> **DIRECTIVE**
Update the lines from the one containing "backpack, that would be a great help." through the end of the items, inclusive, changing "even-odd" to "nonzero" and leaving all else unchanged.

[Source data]
####################

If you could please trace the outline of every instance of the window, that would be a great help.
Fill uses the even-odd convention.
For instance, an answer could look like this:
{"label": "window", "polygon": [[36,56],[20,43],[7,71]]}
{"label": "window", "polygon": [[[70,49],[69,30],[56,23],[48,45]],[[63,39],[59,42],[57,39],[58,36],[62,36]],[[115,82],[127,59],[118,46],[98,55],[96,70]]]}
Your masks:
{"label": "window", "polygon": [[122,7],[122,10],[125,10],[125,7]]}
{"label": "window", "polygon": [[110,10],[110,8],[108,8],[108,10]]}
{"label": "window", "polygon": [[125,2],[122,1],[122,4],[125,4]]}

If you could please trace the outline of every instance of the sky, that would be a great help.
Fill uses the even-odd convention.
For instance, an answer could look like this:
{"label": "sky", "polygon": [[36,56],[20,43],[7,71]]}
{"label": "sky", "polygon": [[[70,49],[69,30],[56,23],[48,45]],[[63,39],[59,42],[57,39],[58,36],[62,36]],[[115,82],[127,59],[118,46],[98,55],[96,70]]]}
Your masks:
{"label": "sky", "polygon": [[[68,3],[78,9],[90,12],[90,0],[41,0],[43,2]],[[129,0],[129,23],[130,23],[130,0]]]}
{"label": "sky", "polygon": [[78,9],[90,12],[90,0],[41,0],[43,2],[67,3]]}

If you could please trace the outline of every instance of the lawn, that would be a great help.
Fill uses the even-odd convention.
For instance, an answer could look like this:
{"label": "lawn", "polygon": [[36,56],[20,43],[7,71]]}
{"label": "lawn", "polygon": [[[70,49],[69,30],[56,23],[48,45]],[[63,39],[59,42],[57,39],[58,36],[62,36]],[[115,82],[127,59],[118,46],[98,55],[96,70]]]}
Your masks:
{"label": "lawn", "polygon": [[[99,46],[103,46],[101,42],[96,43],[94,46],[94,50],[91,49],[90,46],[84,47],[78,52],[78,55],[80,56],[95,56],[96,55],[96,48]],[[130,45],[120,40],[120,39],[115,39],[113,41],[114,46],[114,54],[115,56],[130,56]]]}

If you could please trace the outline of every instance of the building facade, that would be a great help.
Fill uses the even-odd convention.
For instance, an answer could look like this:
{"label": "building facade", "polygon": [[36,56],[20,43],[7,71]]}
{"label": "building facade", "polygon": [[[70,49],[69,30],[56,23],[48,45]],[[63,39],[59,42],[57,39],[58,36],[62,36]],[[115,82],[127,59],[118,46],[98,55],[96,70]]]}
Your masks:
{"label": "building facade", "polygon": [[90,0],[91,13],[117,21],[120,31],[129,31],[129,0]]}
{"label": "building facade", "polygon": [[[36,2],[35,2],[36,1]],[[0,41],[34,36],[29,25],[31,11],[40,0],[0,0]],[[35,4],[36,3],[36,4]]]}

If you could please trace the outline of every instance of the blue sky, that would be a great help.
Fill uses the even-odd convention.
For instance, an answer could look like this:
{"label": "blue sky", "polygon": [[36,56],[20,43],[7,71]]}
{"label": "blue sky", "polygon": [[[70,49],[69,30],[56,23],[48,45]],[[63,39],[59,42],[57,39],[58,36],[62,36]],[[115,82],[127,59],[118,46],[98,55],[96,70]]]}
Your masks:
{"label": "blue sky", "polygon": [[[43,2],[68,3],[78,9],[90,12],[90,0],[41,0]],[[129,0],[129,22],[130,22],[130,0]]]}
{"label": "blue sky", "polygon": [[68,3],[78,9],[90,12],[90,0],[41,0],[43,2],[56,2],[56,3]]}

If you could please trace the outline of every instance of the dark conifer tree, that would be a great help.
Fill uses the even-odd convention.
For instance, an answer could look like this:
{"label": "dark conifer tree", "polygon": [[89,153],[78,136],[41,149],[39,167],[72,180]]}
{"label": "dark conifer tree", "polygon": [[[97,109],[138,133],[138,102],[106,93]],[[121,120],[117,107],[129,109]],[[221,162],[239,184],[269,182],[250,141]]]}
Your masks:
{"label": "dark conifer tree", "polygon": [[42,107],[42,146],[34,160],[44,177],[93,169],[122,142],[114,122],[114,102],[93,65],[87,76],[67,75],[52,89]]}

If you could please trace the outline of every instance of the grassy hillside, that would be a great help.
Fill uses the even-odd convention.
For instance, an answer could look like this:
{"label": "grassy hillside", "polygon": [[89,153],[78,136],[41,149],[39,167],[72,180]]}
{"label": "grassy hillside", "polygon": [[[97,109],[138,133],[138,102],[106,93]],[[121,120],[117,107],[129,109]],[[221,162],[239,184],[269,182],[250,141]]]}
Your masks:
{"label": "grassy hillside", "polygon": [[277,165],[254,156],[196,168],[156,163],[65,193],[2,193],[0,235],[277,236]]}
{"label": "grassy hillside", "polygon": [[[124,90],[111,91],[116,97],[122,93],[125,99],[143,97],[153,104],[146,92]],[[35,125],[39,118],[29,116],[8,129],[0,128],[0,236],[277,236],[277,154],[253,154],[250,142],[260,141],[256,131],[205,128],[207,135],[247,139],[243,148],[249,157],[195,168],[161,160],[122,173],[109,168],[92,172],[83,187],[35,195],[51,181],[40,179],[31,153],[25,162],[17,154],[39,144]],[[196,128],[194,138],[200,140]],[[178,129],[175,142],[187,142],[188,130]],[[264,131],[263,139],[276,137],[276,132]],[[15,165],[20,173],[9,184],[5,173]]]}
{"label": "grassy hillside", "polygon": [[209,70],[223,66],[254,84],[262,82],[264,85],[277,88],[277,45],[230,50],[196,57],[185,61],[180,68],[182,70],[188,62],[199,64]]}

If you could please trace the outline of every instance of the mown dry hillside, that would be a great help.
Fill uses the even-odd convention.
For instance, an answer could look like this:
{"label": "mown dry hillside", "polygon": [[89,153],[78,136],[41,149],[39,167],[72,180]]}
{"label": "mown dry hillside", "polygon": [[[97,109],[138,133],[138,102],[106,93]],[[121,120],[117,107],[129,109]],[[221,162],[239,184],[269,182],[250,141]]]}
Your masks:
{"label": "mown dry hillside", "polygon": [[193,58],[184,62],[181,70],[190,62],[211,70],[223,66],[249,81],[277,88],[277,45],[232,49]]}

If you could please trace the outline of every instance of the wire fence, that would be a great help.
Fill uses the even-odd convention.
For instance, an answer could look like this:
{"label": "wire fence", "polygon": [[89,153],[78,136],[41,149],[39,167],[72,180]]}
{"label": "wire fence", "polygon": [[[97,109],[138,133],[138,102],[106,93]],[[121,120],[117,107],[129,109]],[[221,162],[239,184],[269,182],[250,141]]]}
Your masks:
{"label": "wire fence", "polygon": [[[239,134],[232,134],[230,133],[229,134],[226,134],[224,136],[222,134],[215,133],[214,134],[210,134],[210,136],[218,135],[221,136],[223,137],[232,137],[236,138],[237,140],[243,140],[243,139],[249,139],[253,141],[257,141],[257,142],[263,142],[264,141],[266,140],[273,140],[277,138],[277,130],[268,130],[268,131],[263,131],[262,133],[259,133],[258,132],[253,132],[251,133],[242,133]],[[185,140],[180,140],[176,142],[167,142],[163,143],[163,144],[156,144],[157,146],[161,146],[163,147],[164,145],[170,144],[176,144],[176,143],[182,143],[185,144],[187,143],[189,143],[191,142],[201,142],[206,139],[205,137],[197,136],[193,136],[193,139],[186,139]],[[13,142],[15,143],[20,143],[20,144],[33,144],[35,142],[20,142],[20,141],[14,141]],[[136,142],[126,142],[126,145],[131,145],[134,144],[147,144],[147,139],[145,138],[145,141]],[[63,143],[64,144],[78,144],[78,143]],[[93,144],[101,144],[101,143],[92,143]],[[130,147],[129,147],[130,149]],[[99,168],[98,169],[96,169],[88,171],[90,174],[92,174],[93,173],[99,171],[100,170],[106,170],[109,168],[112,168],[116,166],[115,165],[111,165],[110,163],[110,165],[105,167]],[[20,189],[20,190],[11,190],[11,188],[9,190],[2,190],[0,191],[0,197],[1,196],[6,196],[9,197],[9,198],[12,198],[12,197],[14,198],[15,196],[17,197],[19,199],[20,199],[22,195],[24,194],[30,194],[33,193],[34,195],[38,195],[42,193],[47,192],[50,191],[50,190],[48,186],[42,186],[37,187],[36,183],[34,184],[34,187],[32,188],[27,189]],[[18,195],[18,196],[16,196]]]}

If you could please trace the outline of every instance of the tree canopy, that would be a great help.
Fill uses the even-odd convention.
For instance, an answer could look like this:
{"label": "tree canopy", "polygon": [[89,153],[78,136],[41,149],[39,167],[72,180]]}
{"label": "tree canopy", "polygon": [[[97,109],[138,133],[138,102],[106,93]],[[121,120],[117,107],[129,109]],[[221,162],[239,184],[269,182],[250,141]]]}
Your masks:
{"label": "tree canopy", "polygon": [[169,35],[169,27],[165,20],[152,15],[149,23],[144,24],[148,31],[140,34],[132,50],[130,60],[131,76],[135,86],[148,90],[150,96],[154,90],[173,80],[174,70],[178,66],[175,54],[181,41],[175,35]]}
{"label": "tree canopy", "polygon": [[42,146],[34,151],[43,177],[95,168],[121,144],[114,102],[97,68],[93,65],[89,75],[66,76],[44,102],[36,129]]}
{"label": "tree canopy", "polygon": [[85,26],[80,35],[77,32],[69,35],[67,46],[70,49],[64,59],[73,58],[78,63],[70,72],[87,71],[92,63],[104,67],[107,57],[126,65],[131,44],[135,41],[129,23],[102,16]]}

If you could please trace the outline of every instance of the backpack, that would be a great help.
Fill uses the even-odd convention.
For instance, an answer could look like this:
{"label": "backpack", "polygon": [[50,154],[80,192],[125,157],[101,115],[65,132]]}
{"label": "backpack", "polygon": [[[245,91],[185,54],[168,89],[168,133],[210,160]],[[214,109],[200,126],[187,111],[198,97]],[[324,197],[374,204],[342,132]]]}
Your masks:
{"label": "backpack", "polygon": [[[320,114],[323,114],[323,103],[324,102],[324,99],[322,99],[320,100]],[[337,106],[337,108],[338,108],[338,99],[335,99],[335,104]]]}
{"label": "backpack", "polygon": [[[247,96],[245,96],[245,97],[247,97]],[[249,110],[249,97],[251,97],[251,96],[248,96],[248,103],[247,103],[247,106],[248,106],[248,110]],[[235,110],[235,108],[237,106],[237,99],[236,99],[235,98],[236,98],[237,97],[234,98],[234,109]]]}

####################

> **FINISHED TASK**
If you could please trace the outline of every instance of the backpack, that would be a great help.
Fill uses the nonzero convention.
For instance, an answer could look like this:
{"label": "backpack", "polygon": [[50,154],[80,192],[125,157],[101,115],[65,132]]}
{"label": "backpack", "polygon": [[[245,91],[185,54],[168,89],[168,133],[210,160]],[[214,109],[200,126],[187,111],[198,97]],[[324,197],[374,204],[342,132]]]}
Your masks:
{"label": "backpack", "polygon": [[[320,114],[323,114],[323,103],[324,102],[324,99],[322,99],[320,100]],[[337,106],[337,108],[338,108],[338,99],[335,99],[335,104]]]}
{"label": "backpack", "polygon": [[[247,96],[245,96],[245,97],[247,97]],[[249,110],[249,97],[251,97],[251,96],[248,96],[248,103],[247,103],[247,106],[248,106],[248,110]],[[235,110],[235,108],[237,106],[237,99],[236,99],[235,98],[236,98],[237,97],[234,98],[234,109]]]}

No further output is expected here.